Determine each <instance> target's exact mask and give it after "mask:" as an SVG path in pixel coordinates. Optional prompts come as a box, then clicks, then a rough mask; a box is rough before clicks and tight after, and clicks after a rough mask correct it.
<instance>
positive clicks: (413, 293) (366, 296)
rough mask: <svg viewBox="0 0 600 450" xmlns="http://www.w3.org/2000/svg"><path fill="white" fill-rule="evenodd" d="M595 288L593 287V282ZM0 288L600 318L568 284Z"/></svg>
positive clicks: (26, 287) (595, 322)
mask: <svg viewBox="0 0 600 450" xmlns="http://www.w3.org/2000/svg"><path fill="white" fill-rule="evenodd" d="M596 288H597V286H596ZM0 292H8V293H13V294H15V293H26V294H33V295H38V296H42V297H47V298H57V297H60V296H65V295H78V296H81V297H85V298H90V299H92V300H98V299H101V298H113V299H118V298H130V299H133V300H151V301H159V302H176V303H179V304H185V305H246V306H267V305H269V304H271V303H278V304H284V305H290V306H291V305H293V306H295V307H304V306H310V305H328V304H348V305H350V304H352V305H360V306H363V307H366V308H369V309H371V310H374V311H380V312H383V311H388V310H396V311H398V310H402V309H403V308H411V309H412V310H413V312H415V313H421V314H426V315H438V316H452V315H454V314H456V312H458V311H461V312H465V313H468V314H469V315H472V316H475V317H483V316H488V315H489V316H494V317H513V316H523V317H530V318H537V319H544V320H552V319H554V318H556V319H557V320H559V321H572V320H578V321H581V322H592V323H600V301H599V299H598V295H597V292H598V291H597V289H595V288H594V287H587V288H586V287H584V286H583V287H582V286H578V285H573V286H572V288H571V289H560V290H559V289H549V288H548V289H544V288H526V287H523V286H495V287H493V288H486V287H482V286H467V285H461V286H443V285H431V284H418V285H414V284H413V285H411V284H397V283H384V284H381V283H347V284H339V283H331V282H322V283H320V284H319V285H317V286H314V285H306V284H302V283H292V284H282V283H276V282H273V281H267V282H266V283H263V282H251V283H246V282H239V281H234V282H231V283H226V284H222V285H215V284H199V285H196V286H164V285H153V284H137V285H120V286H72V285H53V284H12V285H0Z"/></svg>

----

WHAT THE EXERCISE ASKS: Copy each entry exactly, leaving every line as it is.

RESULT BELOW:
Determine each <instance> target's exact mask and give it after "mask:" as an SVG path in pixel coordinates. Optional prompts come as a box, then clicks, then a rough mask; a box is rough before clicks and tight after, and clicks after a rough mask correct it.
<instance>
positive clicks: (413, 293) (366, 296)
rough mask: <svg viewBox="0 0 600 450" xmlns="http://www.w3.org/2000/svg"><path fill="white" fill-rule="evenodd" d="M595 288L593 287V282ZM0 288L600 318L568 284Z"/></svg>
positive clicks: (26, 287) (595, 322)
mask: <svg viewBox="0 0 600 450" xmlns="http://www.w3.org/2000/svg"><path fill="white" fill-rule="evenodd" d="M596 288H597V286H596ZM0 292H8V293H13V294H15V293H26V294H33V295H38V296H42V297H47V298H57V297H60V296H65V295H78V296H81V297H85V298H90V299H92V300H98V299H101V298H113V299H118V298H130V299H133V300H151V301H159V302H176V303H179V304H185V305H246V306H267V305H269V304H271V303H278V304H284V305H290V306H291V305H293V306H295V307H304V306H310V305H328V304H348V305H350V304H352V305H360V306H363V307H366V308H369V309H371V310H374V311H380V312H383V311H388V310H396V311H398V310H402V309H403V308H411V309H412V310H413V312H415V313H421V314H426V315H438V316H452V315H454V314H456V312H458V311H461V312H465V313H468V314H469V315H472V316H475V317H483V316H488V315H489V316H494V317H513V316H523V317H530V318H537V319H544V320H552V319H554V318H556V319H557V320H559V321H572V320H578V321H581V322H592V323H600V301H599V299H598V295H597V292H598V291H597V289H595V288H594V287H587V288H586V287H584V286H583V287H582V286H578V285H573V286H572V288H571V289H560V290H559V289H549V288H548V289H544V288H526V287H523V286H495V287H493V288H486V287H482V286H467V285H461V286H443V285H431V284H418V285H414V284H413V285H411V284H397V283H384V284H381V283H347V284H339V283H331V282H322V283H320V284H319V285H317V286H314V285H306V284H302V283H292V284H282V283H276V282H273V281H267V282H266V283H263V282H251V283H246V282H239V281H234V282H231V283H226V284H222V285H215V284H199V285H196V286H164V285H153V284H137V285H120V286H72V285H53V284H12V285H0Z"/></svg>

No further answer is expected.